Yeni mutlaka eskiden daha iyi midir?
Hayata neredeyse her gün yenilikler eklenen, adeta yerinde sabit duramayan bir zamanda yaşıyoruz. Hayatın bir kapasitesi var; yeni şeyler ister istemez gözden çıkarmak durumunda olduğumuz eski şeylerin yerine geliyor. Bu değişimi bu hızla yaşarken durup ne kadar düşündüğümüz, ne kadar aklıselimle hareket ettiğimiz tartışılır. Hayatımıza giren yeni şeyleri, sonu gelmeyen yenilikleri ciddi bir muhasebe neticesinde kabulleniyor değiliz, bu açık! Böyle bir çaba içine de girmiyoruz pek. Çünkü hepimizin kafasına kodlanan bir şey var; yeni olanın iyi olduğuna, heyecan verici olduğuna inandırıldık hepimiz.

> Sağlanan malzeme:

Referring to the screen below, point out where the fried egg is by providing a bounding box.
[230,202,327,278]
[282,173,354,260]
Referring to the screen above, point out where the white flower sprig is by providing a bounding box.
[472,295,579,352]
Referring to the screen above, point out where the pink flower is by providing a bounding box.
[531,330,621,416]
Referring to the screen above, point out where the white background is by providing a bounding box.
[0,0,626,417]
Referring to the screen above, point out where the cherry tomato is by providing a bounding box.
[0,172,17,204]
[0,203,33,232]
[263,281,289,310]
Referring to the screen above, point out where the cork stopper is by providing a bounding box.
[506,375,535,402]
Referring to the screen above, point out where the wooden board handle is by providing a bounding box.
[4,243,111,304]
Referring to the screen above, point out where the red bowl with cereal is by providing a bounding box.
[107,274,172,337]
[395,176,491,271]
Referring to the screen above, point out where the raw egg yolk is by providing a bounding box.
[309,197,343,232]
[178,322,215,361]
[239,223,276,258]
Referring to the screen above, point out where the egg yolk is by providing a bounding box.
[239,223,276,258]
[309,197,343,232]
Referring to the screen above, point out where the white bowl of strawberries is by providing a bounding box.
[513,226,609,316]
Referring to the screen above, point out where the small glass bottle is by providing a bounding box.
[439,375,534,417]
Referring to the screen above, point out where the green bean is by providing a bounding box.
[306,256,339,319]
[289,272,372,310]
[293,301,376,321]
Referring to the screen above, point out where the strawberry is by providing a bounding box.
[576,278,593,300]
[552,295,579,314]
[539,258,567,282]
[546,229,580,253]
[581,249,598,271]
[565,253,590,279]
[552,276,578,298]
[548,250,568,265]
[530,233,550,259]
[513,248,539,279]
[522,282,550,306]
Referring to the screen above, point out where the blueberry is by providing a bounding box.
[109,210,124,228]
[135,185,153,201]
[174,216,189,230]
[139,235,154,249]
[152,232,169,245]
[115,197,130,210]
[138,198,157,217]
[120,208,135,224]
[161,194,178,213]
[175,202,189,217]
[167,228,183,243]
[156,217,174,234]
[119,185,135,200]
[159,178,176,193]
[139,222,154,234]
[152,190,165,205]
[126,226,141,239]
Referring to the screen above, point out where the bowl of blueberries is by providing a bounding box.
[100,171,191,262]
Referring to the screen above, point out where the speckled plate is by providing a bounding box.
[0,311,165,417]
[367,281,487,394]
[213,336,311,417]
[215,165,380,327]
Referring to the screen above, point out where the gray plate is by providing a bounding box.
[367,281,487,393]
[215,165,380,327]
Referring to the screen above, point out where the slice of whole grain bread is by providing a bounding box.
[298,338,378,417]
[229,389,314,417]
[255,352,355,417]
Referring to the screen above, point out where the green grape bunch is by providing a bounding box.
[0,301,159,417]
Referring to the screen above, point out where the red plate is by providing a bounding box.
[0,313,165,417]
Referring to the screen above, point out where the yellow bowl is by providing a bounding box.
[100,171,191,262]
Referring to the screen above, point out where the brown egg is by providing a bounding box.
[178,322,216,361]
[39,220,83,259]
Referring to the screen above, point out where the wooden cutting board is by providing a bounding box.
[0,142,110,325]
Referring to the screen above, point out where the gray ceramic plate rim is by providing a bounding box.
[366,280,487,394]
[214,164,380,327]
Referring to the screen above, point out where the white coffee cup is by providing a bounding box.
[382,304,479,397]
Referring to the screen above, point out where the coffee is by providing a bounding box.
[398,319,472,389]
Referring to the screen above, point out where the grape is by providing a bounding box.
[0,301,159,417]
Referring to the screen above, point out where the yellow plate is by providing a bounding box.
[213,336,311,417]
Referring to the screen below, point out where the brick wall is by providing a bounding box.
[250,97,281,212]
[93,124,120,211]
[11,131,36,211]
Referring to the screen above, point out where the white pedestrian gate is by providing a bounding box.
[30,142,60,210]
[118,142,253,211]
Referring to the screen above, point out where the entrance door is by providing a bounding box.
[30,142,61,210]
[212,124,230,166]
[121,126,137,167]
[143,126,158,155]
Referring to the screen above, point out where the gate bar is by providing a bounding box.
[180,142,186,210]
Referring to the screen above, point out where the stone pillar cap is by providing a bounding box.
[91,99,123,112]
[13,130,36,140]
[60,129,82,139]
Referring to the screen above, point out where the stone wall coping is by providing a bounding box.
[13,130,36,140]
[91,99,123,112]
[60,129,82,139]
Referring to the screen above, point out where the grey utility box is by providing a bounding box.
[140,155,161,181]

> Görevler:
(A) Kaynak metni iki cümleyle nasıl özetlersiniz?
(B) Şu ifadeler kaynak metinle örtüşüyor mu: (i) Hayatımıza giren yenilikleri ciddi bir muhasebe sonucunda kabul ediyoruz; (ii) Yeni olanın iyi olduğuna inandırıldık; (iii) Hayata yaklaşık ayda bir yenilik ekleniyor?
Kayıtların kaynak metinle hiçbir ilgisi yoktur.

> Çözümlü cevaplar:
(A) Hayata neredeyse her gün yeniliklerin eklendiği bir zamanda yaşıyoruz; hayatın bir kapasitesi var ve yeni şeyler, gözden çıkarmak durumunda kaldığımız eski şeylerin yerine geliyor. Bu yenilikleri ciddi bir muhasebe yapmadan kabulleniyoruz, çünkü hepimiz yeni olanın iyi ve heyecan verici olduğuna inandırıldık.

(B)
(i) Hayır: "ciddi bir muhasebe neticesinde kabulleniyor değiliz"
(ii) Evet: "yeni olanın iyi olduğuna, heyecan verici olduğuna inandırıldık hepimiz"
(iii) Hayır: "Hayata neredeyse her gün yenilikler eklenen"